◆ DATA SHOWN ◆

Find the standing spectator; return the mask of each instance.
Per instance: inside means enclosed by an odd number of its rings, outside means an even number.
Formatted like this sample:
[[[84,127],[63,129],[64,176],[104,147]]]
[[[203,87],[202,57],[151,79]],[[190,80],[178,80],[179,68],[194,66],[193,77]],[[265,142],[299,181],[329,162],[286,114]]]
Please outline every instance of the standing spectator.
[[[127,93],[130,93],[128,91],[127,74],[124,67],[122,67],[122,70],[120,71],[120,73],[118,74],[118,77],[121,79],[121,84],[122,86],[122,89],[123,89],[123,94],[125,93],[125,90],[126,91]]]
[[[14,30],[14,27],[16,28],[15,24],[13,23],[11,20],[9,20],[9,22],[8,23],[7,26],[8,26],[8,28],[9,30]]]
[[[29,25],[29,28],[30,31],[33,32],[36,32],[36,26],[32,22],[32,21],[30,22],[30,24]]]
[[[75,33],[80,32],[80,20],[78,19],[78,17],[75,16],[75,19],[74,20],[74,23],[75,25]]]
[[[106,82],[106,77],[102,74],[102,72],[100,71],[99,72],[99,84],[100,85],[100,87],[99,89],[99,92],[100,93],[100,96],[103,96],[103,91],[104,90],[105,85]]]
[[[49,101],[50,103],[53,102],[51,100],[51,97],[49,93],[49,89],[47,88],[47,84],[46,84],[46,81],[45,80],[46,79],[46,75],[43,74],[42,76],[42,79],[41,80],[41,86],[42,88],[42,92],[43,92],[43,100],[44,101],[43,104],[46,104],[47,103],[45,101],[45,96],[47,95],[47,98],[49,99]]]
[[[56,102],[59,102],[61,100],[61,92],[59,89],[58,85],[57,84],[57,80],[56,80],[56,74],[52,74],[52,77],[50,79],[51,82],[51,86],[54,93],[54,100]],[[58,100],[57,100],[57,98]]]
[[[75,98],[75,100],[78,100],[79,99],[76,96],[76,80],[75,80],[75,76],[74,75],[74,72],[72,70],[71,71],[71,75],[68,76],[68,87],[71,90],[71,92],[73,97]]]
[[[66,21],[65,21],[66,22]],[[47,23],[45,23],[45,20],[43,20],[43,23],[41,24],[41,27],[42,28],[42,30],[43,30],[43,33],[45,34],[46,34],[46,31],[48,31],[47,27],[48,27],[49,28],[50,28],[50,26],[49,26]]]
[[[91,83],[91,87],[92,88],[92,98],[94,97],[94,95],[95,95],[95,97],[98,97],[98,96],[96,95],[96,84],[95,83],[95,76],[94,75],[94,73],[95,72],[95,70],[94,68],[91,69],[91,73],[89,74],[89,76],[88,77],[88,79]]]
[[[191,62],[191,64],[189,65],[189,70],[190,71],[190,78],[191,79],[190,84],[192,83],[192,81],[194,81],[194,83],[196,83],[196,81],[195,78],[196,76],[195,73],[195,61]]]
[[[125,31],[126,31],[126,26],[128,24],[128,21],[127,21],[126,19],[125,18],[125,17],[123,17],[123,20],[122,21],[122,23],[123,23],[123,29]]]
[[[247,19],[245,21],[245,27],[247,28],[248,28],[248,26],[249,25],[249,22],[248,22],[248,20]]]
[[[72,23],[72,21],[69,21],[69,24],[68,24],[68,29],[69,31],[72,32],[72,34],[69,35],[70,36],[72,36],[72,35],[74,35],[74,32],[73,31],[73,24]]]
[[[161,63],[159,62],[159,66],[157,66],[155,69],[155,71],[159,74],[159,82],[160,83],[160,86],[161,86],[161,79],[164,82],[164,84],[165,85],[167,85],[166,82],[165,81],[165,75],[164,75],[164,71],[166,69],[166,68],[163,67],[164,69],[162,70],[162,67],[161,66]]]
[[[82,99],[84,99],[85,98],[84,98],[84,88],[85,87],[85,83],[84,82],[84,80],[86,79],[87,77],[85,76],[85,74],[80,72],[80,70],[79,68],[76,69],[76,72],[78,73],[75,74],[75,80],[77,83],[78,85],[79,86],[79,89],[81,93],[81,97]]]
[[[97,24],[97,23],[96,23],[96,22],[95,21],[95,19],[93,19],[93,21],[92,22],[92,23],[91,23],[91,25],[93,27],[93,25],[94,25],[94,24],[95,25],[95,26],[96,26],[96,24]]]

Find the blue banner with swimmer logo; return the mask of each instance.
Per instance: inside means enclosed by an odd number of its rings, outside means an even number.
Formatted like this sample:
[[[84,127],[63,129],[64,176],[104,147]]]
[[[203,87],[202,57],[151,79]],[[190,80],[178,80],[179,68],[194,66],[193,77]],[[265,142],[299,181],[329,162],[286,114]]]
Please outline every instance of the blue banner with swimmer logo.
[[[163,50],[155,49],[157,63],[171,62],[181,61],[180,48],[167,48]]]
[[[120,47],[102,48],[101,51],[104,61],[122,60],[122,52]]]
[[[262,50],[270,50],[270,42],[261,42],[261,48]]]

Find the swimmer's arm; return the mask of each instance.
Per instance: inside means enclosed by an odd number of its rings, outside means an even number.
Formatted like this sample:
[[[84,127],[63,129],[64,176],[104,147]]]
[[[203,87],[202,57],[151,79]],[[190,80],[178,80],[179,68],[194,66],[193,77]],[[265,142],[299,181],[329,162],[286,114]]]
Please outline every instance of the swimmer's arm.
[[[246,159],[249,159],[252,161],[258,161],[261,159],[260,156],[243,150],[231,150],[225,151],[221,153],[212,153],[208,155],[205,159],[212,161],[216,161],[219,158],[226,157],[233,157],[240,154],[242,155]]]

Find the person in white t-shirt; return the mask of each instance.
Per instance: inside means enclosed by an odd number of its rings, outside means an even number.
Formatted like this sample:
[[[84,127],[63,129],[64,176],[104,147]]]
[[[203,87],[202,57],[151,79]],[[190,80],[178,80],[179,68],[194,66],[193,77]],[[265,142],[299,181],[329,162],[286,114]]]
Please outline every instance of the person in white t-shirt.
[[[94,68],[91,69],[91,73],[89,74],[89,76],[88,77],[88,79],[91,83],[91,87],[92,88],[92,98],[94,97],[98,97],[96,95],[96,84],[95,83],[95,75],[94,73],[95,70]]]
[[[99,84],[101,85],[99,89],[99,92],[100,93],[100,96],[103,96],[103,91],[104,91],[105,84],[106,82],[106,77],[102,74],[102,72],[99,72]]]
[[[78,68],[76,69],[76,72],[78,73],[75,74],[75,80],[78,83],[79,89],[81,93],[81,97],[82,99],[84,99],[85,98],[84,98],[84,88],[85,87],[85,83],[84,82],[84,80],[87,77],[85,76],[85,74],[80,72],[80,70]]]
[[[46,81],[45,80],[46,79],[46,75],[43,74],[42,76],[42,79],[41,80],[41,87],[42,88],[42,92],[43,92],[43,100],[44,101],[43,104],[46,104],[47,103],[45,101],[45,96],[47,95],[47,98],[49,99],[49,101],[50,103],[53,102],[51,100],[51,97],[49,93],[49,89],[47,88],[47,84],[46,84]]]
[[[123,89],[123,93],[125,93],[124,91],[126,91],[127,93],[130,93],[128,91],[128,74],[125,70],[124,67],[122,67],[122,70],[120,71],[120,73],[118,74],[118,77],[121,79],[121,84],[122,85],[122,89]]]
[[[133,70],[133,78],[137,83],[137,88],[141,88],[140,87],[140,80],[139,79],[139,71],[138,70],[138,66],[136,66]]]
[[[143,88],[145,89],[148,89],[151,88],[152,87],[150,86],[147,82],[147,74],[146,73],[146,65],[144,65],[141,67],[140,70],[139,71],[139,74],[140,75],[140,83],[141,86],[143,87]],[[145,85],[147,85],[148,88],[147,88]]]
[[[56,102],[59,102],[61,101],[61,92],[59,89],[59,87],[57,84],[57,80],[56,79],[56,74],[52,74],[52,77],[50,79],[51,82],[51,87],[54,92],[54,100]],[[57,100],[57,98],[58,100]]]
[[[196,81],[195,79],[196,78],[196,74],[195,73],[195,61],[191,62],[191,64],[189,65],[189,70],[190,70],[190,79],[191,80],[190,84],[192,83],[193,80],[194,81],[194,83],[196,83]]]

◆ GIVEN REQUEST ◆
Render the lines in the records above as a numbered list, starting at the line containing "Find the person" and ending at the line containing "Please outline every instance of the person". Leave out any blank lines.

◆ OUTPUT FOR THIS TASK ◆
1. Find the person in white t-shirt; return the mask of each instance.
2. Per instance: inside means enclosed by an odd number of its rings, outside means an even number.
3. Formatted like this sample:
4. [[[84,127],[63,129],[64,176],[104,147]]]
5. [[[203,87],[202,57],[151,79]],[[190,80],[178,80],[179,68],[194,66],[193,77]],[[265,142],[299,181],[329,162],[286,114]]]
6. Please outline every instance of the person in white t-shirt.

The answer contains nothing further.